*Your task*:
Return all the entries exactly, keeping pictures out.
********
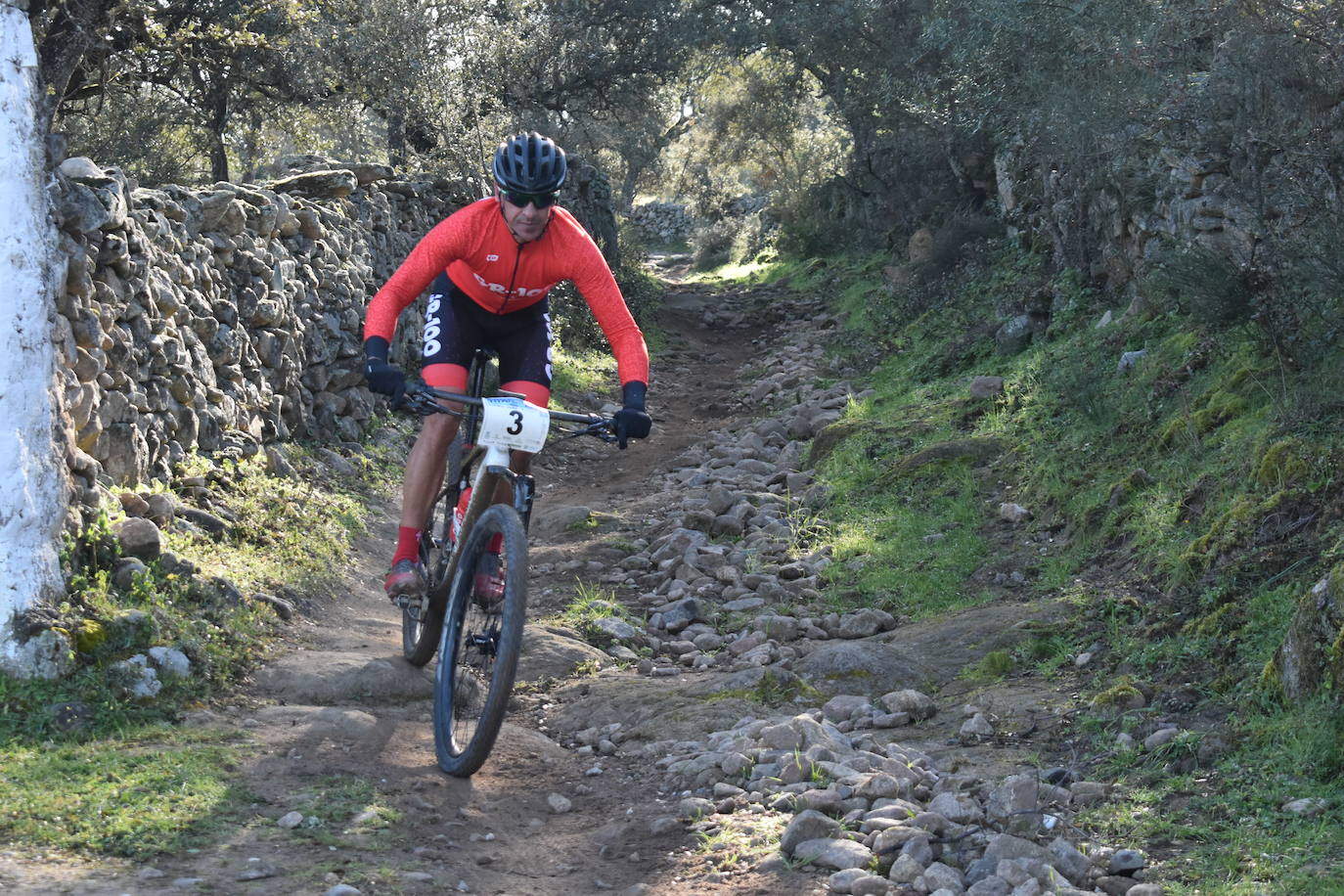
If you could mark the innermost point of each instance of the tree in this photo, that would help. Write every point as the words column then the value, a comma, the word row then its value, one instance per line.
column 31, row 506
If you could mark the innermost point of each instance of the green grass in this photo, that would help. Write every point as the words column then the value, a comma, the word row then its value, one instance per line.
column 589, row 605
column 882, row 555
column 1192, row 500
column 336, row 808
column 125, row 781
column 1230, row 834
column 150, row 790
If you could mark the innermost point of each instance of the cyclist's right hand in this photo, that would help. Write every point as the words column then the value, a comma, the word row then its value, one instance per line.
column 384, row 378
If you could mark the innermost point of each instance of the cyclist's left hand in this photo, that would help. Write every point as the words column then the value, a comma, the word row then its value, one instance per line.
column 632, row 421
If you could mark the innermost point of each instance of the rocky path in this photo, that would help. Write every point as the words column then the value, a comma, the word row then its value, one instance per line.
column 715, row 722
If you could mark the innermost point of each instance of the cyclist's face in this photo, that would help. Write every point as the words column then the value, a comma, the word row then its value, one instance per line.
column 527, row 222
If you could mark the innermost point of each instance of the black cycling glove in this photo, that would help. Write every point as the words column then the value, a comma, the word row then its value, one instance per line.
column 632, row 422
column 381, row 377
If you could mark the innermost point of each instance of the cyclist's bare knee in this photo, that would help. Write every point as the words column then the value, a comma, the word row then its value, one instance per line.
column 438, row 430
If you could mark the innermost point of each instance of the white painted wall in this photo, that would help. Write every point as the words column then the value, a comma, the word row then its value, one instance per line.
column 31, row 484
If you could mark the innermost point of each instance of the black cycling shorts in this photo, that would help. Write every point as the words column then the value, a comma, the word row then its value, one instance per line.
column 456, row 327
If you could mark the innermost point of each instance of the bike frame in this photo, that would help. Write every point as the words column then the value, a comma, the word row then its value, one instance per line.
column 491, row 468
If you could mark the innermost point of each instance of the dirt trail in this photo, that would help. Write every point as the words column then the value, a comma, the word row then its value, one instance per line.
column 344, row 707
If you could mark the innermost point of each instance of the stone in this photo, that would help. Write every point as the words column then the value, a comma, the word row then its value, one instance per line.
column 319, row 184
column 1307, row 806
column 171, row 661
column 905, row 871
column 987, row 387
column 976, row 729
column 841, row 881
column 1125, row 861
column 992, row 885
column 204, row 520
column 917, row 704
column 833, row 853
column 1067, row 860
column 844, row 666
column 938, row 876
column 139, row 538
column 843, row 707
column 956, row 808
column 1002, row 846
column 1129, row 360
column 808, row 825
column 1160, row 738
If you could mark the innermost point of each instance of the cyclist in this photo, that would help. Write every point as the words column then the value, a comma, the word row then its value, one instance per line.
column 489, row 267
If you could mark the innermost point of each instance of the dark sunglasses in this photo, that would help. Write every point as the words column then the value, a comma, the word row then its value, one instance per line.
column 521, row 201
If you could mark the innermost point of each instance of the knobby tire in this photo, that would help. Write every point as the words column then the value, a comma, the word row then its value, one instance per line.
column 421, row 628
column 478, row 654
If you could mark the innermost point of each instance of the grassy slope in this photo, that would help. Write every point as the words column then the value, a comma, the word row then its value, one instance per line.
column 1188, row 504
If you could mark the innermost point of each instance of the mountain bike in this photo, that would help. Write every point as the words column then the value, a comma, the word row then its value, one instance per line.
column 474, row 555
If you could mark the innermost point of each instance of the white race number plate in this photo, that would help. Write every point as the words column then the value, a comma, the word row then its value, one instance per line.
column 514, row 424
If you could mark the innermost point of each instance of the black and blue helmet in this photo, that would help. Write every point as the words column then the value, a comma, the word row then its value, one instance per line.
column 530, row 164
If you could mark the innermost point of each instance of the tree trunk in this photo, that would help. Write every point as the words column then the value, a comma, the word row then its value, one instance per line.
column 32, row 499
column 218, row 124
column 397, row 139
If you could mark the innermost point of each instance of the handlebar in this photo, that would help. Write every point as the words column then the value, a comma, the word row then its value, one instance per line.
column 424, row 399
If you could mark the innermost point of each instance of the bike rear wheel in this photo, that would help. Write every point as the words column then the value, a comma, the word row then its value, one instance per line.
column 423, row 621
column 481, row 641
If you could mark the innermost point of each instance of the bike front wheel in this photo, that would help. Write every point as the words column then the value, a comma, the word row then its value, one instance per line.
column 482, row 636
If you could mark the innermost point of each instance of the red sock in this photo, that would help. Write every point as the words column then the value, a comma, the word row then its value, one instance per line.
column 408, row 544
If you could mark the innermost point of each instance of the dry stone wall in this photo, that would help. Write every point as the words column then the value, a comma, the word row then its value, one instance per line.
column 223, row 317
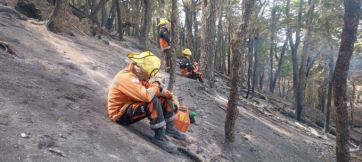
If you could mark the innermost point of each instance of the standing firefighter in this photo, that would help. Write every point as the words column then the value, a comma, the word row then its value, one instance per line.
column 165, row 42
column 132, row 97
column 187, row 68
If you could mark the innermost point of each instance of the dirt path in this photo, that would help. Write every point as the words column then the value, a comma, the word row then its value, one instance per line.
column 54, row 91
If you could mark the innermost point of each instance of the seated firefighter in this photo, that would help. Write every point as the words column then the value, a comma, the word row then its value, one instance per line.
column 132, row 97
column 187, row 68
********
*Solution to this exercise*:
If you could mark the innermost point of each instance of the tree in this photo, that would help. Write every point as the words column then the value, a comma, the word row then its value, one instance per line.
column 31, row 506
If you could mark the innermost point of each instance of the green grass in this photo, that would help. Write every point as the words column then the value, a comma, the word row then its value, one instance per line.
column 589, row 605
column 882, row 555
column 1192, row 500
column 336, row 808
column 125, row 781
column 1230, row 834
column 150, row 790
If you could mark the innermost point of each instance of the cyclist's right hand in this photo, that would help. Write every point as the words column then the value, a comma, the word row then its value, one instance per line.
column 384, row 378
If you could mark the innermost point of each instance of the cyclist's left hand in this photo, that would help. Write every point as the words column then the value, a comma, the word row then its value, one instance per line.
column 632, row 421
If you could mark the innermost point of each instance of the rocky path in this photo, that would help. Write every point as the words column then the value, a comma, the word row then its value, one instance per line.
column 715, row 722
If you could mark the innermost point of each instance of the cyclist's face in this photo, that would help. Write every point as the words column then the value, a comma, the word row then its value, one instance per line.
column 527, row 222
If you could mark the innermost point of each instance of the black cycling glove in this photo, that would help. Write every point as the words column then the value, a comma, the word row then its value, one instance per line.
column 632, row 422
column 381, row 377
If you could mark the innermost point of each instance of the cyclist's bare knee in this photo, that would help. Write every point as the words column then the value, a comma, the word row then its value, one instance per line.
column 438, row 430
If you could mark the innermost point of each instance of the white painted wall in this photo, that would help. Write every point as the words column then the value, a comma, the word row then its value, one instance per line.
column 31, row 484
If you could mark the innermost point of each instance of the black cycling shorts in this photo, that would help. Write every point as the words column then the value, a comma, the word row then its value, one instance per line.
column 456, row 327
If you could mark the innermost point of each instance of the bike frame in this photo, that would help. Write every point as the words column then the value, a comma, the word row then its value, one instance per line.
column 491, row 468
If you could mark the innermost point of each instance of the dirt trail in this photo, that would help. Write every point as the words column then the value, a comma, the word row then its value, one instance per line.
column 344, row 707
If you could mark the innermost point of each instance of the stone in this photo, that would help. Write every point as the words column then the value, a comma, the word row then its value, one instance per line.
column 319, row 184
column 1307, row 806
column 171, row 661
column 905, row 871
column 987, row 387
column 976, row 729
column 841, row 881
column 1125, row 861
column 992, row 885
column 204, row 520
column 917, row 704
column 833, row 853
column 1067, row 860
column 844, row 666
column 938, row 876
column 139, row 538
column 843, row 707
column 956, row 808
column 1002, row 846
column 1129, row 360
column 808, row 825
column 1160, row 738
If you could mark the innermost point of each instance of the cyclist in this photo, that would help. Write every point as the words column then the value, a comma, the word row then its value, one instance per line.
column 489, row 267
If you could mark the innermost point of each instance of the dark sunglasses in this photo, that would help. Write every point as the words column then the value, a comma, the word row then its value, one instance per line.
column 521, row 201
If you could mark the innermost point of each instance of the knobby tire in this photo, that would help. Write every point as the words column then the value, a comma, the word row then its value, one instance per line.
column 421, row 628
column 478, row 654
If you could mark the innermost point of each instance of the grassy slope in this photo, that would help. Write every point as the words column then the value, a comma, the word row then its value, one instance per line.
column 1188, row 504
If you could mark the innermost point of each instance of the mountain bike in this photo, that would help. Write every point as the words column then the value, a comma, the word row then its value, one instance per line.
column 474, row 555
If you could mark the innermost point of each instance of the white race number plate in this photo, that would help. Write every point as the words column then the value, a comma, the word row then its value, one instance per line.
column 514, row 424
If you could mark the innermost point of each instance of the black and blue helmet in this photo, that would help. Write every point as the words column then the value, a comma, the word row then its value, one instance per line.
column 530, row 164
If you could mark the innermost point of each instance of the tree trunk in this photo, that would help. Write every point as the words column then the value, a comma, the word row then its value, one instance per line.
column 32, row 499
column 218, row 124
column 397, row 139
If you could mark the innermost point of each instance of the handlebar in this photo, that would help. Write every point as the words column then the value, a comma, the word row then its value, one instance per line.
column 424, row 399
If you could mark the innermost point of each instance of the bike rear wheel in this photo, that would help. Write every point as the words column then the value, a comma, the word row then its value, one instance per line.
column 423, row 621
column 481, row 641
If you could mark the innermost point of each instance of the bike front wheel in this photo, that would help. Write every point as the words column then the value, a comma, the word row then its value, one instance per line.
column 482, row 636
If you could mark the innermost point of each instance of the red sock in this photo, that would help. Write every point as the words column then the value, a comma, the word row then its value, one instance per line.
column 408, row 544
If you could mark the innermost point of each instance of the dry stone wall in this photo, that would help. Write every point as the words column then the value, a comma, the word row then its value, one instance per line.
column 223, row 317
If you could mark the innermost point of each instance of the standing firefighter in this photo, that would help. Write every point as the words column then the value, a comma, the word row then its value, one instance per line.
column 165, row 42
column 132, row 97
column 187, row 68
If you could mark the innermost point of each instance of the dirt path in this photo, that would help. Write every point as the words column then the value, a comma, the word row then its value, one instance per line.
column 54, row 91
If you could mark the innermost point of each instance of the seated firefighter in this photo, that would help. Write every point as the words column then the value, a comma, the word row then its value, one instance per line.
column 132, row 97
column 187, row 68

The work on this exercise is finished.